> _How to complete this task_: Each line below must be transcribed exactly, and no picture may appear in the transcription.

> _Data listing_:
---*---

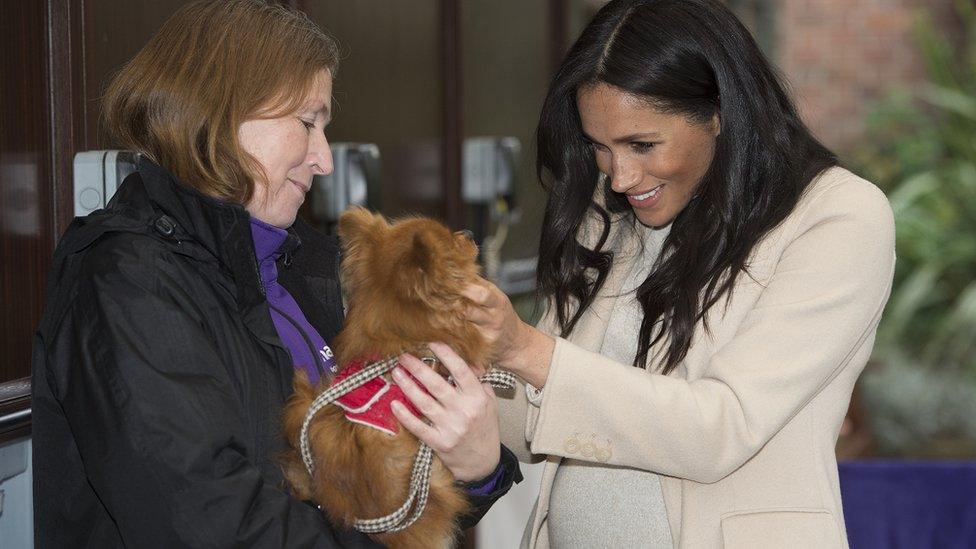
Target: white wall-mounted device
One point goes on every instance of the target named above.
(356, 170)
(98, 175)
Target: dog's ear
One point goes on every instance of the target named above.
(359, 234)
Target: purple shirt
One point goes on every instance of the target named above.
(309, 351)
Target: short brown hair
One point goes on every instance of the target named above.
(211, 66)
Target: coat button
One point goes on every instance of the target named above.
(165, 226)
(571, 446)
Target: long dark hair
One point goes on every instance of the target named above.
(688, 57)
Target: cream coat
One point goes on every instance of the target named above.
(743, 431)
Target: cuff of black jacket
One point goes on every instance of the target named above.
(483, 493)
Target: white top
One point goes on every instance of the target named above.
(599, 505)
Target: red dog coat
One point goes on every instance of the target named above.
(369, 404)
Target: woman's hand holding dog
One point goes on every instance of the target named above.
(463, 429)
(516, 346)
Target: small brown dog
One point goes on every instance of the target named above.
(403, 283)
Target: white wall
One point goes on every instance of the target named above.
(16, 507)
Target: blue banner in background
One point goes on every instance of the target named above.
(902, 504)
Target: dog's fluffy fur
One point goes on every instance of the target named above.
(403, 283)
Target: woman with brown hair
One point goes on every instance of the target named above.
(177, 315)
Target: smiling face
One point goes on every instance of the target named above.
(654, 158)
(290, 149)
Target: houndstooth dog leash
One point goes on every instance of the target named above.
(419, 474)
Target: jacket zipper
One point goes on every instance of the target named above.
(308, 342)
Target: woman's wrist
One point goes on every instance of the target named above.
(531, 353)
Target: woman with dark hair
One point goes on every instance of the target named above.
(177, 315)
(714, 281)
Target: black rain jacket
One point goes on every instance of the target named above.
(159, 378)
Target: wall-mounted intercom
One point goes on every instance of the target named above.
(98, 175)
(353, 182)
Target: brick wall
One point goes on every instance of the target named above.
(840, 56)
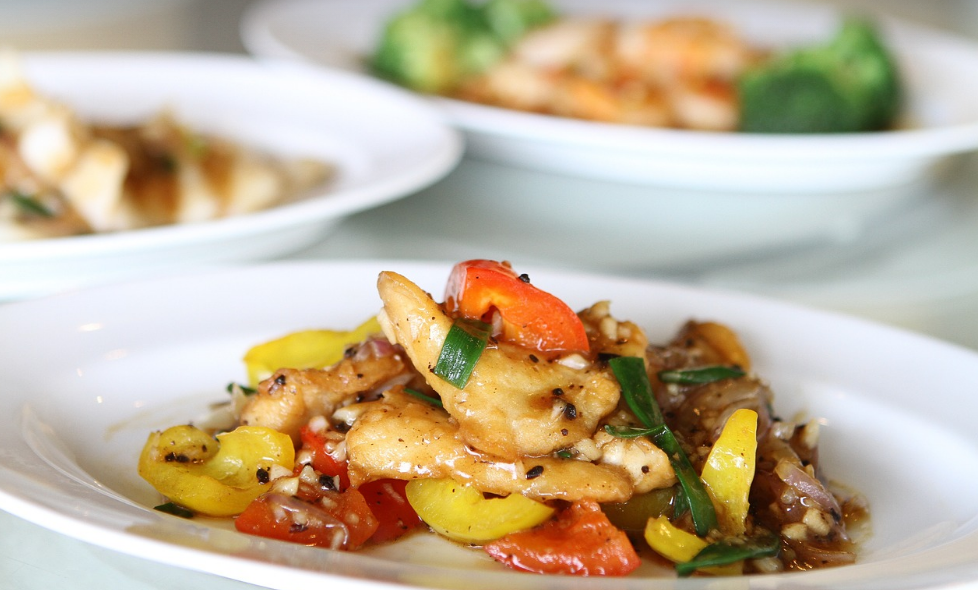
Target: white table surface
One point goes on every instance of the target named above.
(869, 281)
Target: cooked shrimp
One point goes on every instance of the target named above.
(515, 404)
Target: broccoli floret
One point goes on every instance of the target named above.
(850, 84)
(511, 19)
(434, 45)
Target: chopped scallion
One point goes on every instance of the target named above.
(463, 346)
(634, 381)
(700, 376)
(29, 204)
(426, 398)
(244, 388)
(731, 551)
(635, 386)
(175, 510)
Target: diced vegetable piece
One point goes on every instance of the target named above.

---*---

> _Final answer_:
Target: white wall-mounted device
One point goes on every instance of the target named above.
(356, 170)
(98, 175)
Target: dog's ear
One point goes on every instance of the target named above.
(359, 234)
Target: purple shirt
One point goes on every instance of the target named above.
(309, 351)
Target: short brown hair
One point goes on every instance of the target named above.
(211, 66)
Target: coat button
One point goes on every instance of the target named above.
(165, 226)
(571, 446)
Target: long dark hair
One point goes on every instance of the target named above.
(688, 57)
Target: cream coat
One point goes on every instance of the target named above.
(743, 431)
Target: cuff of black jacket
One point goes on every instance of the target named above.
(483, 493)
Target: white top
One point goes on every instance of the target named above.
(599, 505)
Target: red dog coat
One point goes on every instance of the target named above.
(369, 404)
Target: woman's hand holding dog
One point goes on every instance of the target named above.
(463, 429)
(516, 346)
Target: small brown dog
One point goes on every instance of the target named above.
(403, 283)
Target: white wall
One point goes on every instance of the target named above.
(16, 507)
Target: blue banner in background
One point goes on every instance of the target named above.
(902, 504)
Target: dog's fluffy fur
One point goes on every instance of the target named above.
(403, 283)
Target: woman with brown hair
One point goes on every instance of the target named above.
(177, 315)
Target: smiling face
One point goes on every instance of the target named above.
(654, 158)
(290, 149)
Target: houndstooth dog leash
One point goes on every instance of the target named above.
(419, 474)
Target: jacket zipper
One point goes on every instance of the target named above.
(308, 342)
Target: woman's wrist
One point goes on every instance of the target named above.
(531, 353)
Target: woman with dark hair
One point goes on every instance of the target named above.
(177, 315)
(714, 281)
Target: black rain jacket
One point goes on every instance of the target named above.
(159, 378)
Target: wall-mounted intercom
One point goes on every instance of the target named above.
(98, 175)
(353, 182)
Target: brick wall
One point goes on every instance of the target named above.
(840, 56)
Target: white table surface
One point goes on every instance of the target named above.
(869, 281)
Target: cooked shrimp
One point goes on every instance of the target named above.
(515, 404)
Target: broccoli floret
One point goes on every instance of the target named above.
(850, 84)
(511, 19)
(434, 45)
Target: chopped scallion
One point goes on every instance of the target named above.
(463, 346)
(634, 381)
(700, 376)
(29, 204)
(426, 398)
(244, 388)
(731, 551)
(635, 386)
(175, 510)
Target: diced vegetable piece
One point goes on every instance of the target named above.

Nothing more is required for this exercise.